_PASSAGE PROVIDED_

+===+

Thief: Watched this on a lazy Friday based on failsafeman's good word a while ago. It was an alright movie. As a Mann crime movie, it doesn't touch Heat and it's got the excrutiating slow pace of old movies of the sort like Carlito's Way. It's basically a two hour character study more than any kind of action film. That said, it has some interesting themes, James Caan is badass, and the ending doesn't disappoint.

Caddyshack: Apparently I had no authority on comedies because I hadn't seen this. What to say? It was pretty funny. Not gut busting, but consistently amusing. The dialogue is rapid fire and you can tell there was lots of improvisation so I suspect it's the type of thing that gets better on repeat viewings. I didn't like Bill Murray in this. I can sort of see the appeal but his character is just pure trolling, 80's style. The dancing gopher is priceless, I'll give it that. But one of the top comedies of all time? As of right now, agree to disagree.

+===+

_BRIEF_
Pick up the casual movie reviews above from where they stop, keeping the same voice.

[Dataset entries]

+===+

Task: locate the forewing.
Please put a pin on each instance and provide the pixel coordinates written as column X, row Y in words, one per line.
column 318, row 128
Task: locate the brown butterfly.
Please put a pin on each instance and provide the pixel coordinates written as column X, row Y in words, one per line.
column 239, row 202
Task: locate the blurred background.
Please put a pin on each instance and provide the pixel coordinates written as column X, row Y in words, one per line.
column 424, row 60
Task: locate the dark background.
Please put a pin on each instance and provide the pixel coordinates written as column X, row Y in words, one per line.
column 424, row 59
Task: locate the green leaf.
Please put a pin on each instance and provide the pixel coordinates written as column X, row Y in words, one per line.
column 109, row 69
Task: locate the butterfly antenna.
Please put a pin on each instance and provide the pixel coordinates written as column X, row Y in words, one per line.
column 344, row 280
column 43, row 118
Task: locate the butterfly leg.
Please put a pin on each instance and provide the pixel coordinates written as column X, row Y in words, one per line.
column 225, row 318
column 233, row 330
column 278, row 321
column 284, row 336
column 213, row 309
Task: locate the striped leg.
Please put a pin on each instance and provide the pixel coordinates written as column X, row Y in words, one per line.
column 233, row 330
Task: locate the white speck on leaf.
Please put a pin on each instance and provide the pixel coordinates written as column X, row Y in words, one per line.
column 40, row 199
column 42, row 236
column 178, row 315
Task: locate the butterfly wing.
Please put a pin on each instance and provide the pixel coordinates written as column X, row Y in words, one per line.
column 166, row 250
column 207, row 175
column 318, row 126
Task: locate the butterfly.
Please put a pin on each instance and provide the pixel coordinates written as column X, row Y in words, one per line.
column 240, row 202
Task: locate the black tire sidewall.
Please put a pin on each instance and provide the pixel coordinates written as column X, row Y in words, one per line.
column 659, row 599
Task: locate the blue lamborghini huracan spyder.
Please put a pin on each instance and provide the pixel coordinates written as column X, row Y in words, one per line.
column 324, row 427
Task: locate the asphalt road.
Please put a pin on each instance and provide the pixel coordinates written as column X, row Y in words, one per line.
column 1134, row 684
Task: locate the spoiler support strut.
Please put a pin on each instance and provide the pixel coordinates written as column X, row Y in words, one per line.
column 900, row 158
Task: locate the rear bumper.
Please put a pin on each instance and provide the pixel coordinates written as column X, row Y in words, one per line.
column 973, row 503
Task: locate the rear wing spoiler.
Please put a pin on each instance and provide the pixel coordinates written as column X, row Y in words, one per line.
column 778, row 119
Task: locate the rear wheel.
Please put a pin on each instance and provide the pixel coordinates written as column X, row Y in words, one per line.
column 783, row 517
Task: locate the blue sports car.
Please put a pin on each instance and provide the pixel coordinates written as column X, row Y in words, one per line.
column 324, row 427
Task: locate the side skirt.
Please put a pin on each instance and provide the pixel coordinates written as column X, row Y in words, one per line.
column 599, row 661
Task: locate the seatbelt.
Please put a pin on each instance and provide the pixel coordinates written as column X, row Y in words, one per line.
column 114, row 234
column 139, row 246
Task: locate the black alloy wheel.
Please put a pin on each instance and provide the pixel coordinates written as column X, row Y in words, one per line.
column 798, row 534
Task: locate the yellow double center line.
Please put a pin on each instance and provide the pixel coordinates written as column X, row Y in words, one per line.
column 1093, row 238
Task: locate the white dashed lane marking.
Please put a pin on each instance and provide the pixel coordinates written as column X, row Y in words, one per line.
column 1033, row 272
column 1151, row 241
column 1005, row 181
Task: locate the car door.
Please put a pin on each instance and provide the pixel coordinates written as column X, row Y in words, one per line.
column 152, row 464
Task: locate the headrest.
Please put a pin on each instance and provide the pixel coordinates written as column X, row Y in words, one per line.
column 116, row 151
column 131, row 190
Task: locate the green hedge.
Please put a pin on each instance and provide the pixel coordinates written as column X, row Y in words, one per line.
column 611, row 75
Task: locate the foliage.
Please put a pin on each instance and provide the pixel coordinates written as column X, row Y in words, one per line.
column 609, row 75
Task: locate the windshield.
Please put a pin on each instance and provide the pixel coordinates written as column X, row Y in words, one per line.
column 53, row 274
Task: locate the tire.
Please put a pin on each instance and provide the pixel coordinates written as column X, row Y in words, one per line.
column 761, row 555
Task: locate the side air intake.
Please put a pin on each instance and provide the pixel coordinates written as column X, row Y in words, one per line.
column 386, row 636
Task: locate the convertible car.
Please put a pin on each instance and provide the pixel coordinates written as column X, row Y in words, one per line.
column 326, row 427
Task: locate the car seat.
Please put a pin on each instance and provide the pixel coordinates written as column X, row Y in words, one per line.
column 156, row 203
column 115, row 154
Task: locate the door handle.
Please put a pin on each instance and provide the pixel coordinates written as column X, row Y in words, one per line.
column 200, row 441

+===+

_RESPONSE AREA_
Hatchet : Man, this movie is retarded. It aims to be nothing else though, just a loving tribute to slasher flicks. The killer looks like a mongoloid hybrid of the Toxic Avenger and Jason Voorhees without his mask. Dumb yet strangely memorable characters exchange sometimes funny dialogue and get picked off one by one, then it ends with a very original Friday the 13th moment. It's just executed so lovingly, with almost amateur filming and fun to be had.
Edit: my main gripe is that the killer doesn't look original or all that cool. Even Cropsy from The Burning (who looked almost the same, 20 years earlier) looked cooler. Hatchet 2 is more of the same except it takes more than half it's running time to really get going and there's some leaps of logic. ( Crowley can rip a dudes insides out with his bare hands but I'm supposed to believe some fat dude can fist fight him for 5 minutes? Ok movie.)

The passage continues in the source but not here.